* [PAGE EXCERPT]:

————

Wintour's Leap is owned by Gloucestershire Wildlife Trust and forms part of the Lancaut SSSI Nature Reserve. The cliffs of Wintour's Leap are frequent nesting grounds for Peregrine Falcons and provide niches for rare Whitebeam trees. Climbing access is by permission of Gloucestershire Wildlife Trust negotiated and supervised in consultation with the British Mountaineering Council. Climbing restrictions may apply.
The area around Wintour's Leap is a very popular limestone rock climbing area. It contains over 300 recorded routes most of which are multi pitch. It has a high proportion of quality climbs up to 100 meters in length with something to offer all levels of climber. From south to north, the climbing areas are Woodcroft quarry, Fly Wall, GO Wall, South Bay, Far South Bay, North Wall, and far North Wall. Woodcroft quarry is behind Fly Wall and is the most recently developed area; routes are still being added (2009). The majority of the routes in the quarry are bolt protected sport routes of varying degrees of quality. The Fly Wall is the most convenient trad route area with a small number of well travelled (often polished) routes at HS & VS (See Grade (climbing)), and some good HVS - E5 routes. These two areas have recently (2009) come under the threat of development into a land fill site.

————

* [WRITTEN EXERCISE 1]: Please write out the entries from the line with "Place a point on each instance of the ship" up to and including the line with "x=142, y=69", putting "riverbank" in place of "embankment" and keeping everything else the same. Return only those lines.

————

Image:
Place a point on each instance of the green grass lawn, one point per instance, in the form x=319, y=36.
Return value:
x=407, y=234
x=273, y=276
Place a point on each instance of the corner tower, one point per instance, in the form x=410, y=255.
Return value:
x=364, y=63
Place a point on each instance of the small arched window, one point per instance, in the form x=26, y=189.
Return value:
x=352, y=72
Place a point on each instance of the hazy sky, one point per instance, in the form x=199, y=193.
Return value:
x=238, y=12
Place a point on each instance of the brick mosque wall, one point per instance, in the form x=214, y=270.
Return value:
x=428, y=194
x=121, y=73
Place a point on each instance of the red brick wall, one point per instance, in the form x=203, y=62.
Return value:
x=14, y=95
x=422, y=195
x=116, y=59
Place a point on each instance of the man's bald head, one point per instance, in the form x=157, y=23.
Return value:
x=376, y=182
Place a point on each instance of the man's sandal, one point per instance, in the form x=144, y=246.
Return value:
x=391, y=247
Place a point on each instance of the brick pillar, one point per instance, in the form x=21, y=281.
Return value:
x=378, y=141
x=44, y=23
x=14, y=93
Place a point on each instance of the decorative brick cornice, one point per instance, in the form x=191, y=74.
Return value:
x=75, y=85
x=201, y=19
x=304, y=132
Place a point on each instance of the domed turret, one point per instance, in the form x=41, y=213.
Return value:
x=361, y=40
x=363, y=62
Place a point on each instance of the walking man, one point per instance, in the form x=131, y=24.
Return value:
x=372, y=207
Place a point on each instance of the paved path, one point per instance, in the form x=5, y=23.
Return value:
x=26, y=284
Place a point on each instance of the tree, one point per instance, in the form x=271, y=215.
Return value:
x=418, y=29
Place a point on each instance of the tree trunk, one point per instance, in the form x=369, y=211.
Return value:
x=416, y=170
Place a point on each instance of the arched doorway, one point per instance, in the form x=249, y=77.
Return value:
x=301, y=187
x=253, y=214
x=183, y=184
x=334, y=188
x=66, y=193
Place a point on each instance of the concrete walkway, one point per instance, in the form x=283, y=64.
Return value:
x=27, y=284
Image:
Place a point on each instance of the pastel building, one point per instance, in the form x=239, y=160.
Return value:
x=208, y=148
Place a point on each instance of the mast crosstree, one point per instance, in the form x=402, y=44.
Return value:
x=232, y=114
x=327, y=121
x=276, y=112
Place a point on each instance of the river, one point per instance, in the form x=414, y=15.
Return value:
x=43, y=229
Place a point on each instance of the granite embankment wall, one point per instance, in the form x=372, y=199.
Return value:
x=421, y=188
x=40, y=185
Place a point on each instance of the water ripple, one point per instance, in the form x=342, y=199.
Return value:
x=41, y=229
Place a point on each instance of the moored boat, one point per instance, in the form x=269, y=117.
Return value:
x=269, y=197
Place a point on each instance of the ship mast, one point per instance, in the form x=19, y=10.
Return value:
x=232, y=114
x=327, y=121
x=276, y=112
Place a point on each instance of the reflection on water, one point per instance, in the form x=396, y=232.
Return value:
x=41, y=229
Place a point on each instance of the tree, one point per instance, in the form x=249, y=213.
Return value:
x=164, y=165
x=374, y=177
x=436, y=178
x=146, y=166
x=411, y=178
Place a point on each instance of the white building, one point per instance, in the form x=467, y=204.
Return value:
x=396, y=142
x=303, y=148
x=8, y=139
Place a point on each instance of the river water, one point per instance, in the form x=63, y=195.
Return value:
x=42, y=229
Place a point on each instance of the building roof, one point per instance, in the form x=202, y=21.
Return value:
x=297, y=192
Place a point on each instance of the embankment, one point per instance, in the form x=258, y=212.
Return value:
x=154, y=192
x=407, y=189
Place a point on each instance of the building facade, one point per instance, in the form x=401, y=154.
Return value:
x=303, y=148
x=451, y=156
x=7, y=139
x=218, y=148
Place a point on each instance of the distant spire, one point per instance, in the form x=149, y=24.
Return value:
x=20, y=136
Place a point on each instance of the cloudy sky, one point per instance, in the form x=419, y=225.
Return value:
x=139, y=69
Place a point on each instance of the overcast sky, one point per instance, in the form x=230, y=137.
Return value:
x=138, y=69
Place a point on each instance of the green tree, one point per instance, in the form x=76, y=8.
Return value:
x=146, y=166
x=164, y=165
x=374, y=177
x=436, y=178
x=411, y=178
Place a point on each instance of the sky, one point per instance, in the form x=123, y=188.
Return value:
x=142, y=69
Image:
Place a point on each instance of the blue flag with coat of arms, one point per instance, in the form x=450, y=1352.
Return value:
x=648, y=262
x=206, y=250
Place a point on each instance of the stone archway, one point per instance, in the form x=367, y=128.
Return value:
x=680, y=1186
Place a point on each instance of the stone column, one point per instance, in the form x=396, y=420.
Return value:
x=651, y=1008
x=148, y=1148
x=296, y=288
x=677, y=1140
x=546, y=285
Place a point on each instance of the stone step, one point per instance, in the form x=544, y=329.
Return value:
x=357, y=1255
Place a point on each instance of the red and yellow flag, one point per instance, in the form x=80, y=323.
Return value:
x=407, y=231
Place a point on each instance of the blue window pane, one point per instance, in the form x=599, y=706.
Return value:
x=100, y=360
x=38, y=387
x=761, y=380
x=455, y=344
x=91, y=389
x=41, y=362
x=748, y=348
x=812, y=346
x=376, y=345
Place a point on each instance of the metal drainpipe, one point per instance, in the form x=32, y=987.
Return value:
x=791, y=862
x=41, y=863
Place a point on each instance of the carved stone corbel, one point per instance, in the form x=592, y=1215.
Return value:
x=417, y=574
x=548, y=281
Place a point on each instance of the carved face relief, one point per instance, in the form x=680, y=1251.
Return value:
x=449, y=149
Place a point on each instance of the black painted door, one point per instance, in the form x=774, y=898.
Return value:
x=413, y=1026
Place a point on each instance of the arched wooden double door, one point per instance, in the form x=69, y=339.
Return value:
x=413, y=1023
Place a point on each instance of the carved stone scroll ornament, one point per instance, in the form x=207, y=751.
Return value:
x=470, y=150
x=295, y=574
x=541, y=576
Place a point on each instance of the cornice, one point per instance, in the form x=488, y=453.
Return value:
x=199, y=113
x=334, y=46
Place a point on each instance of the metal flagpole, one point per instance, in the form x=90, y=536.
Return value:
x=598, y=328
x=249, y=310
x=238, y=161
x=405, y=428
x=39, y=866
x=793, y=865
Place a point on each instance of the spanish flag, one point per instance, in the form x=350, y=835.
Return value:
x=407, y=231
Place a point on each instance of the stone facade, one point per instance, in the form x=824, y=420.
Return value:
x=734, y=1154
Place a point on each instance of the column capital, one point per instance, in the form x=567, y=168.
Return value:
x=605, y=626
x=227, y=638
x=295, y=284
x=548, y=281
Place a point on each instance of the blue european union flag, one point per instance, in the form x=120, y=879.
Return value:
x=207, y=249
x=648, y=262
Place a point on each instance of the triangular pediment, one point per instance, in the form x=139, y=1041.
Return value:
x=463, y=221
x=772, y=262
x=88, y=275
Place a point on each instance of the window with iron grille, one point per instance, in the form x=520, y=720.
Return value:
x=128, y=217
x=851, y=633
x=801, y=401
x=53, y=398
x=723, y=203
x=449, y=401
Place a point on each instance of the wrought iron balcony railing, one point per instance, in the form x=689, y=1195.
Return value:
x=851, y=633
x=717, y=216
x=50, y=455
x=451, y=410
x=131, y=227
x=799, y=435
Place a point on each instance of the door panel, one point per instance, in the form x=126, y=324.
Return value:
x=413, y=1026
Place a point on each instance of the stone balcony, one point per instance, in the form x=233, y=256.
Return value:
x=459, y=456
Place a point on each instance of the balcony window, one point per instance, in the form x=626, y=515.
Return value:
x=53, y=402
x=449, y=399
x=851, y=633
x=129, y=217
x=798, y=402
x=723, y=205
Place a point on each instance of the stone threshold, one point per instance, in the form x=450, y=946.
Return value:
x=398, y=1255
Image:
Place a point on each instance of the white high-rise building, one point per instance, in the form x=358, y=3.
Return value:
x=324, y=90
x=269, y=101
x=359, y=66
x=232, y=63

————

* [WRITTEN EXERCISE 2]: Copy the Wintour's Leap passage in full, word for word.

* [EXERCISE RESPONSE 1]:
Place a point on each instance of the ship mast, one point per instance, in the form x=19, y=10.
Return value:
x=232, y=114
x=327, y=121
x=276, y=112
Place a point on each instance of the reflection on water, one point per instance, in the form x=396, y=232.
Return value:
x=41, y=229
Place a point on each instance of the tree, one point per instance, in the form x=249, y=213.
Return value:
x=164, y=165
x=374, y=177
x=436, y=178
x=146, y=166
x=411, y=178
Place a point on each instance of the white building, one point per instance, in the form x=467, y=204.
Return value:
x=396, y=142
x=303, y=148
x=8, y=139
Place a point on each instance of the river water, one point per instance, in the form x=63, y=195.
Return value:
x=42, y=229
Place a point on each instance of the building roof, one point per instance, in the form x=202, y=21.
Return value:
x=297, y=192
Place a point on each instance of the riverbank, one point per instance, in the form x=258, y=212.
Return value:
x=154, y=192
x=407, y=189
Place a point on each instance of the building facade, one point per instance, in the form x=401, y=154.
Return value:
x=303, y=148
x=451, y=156
x=7, y=139
x=218, y=148
Place a point on each instance of the distant spire, one point per instance, in the form x=149, y=24.
Return value:
x=20, y=136
Place a point on each instance of the cloudy sky, one point per instance, in the form x=419, y=225.
Return value:
x=139, y=69
Place a point on each instance of the overcast sky, one point per instance, in the form x=230, y=137.
Return value:
x=138, y=69
Place a point on each instance of the green tree, one point per instance, in the form x=76, y=8.
Return value:
x=146, y=166
x=164, y=165
x=374, y=177
x=436, y=178
x=411, y=178
Place a point on each instance of the sky, one point per instance, in the form x=123, y=188.
Return value:
x=142, y=69

* [EXERCISE RESPONSE 2]:
Wintour's Leap is owned by Gloucestershire Wildlife Trust and forms part of the Lancaut SSSI Nature Reserve. The cliffs of Wintour's Leap are frequent nesting grounds for Peregrine Falcons and provide niches for rare Whitebeam trees. Climbing access is by permission of Gloucestershire Wildlife Trust negotiated and supervised in consultation with the British Mountaineering Council. Climbing restrictions may apply.
The area around Wintour's Leap is a very popular limestone rock climbing area. It contains over 300 recorded routes most of which are multi pitch. It has a high proportion of quality climbs up to 100 meters in length with something to offer all levels of climber. From south to north, the climbing areas are Woodcroft quarry, Fly Wall, GO Wall, South Bay, Far South Bay, North Wall, and far North Wall. Woodcroft quarry is behind Fly Wall and is the most recently developed area; routes are still being added (2009). The majority of the routes in the quarry are bolt protected sport routes of varying degrees of quality. The Fly Wall is the most convenient trad route area with a small number of well travelled (often polished) routes at HS & VS (See Grade (climbing)), and some good HVS - E5 routes. These two areas have recently (2009) come under the threat of development into a land fill site.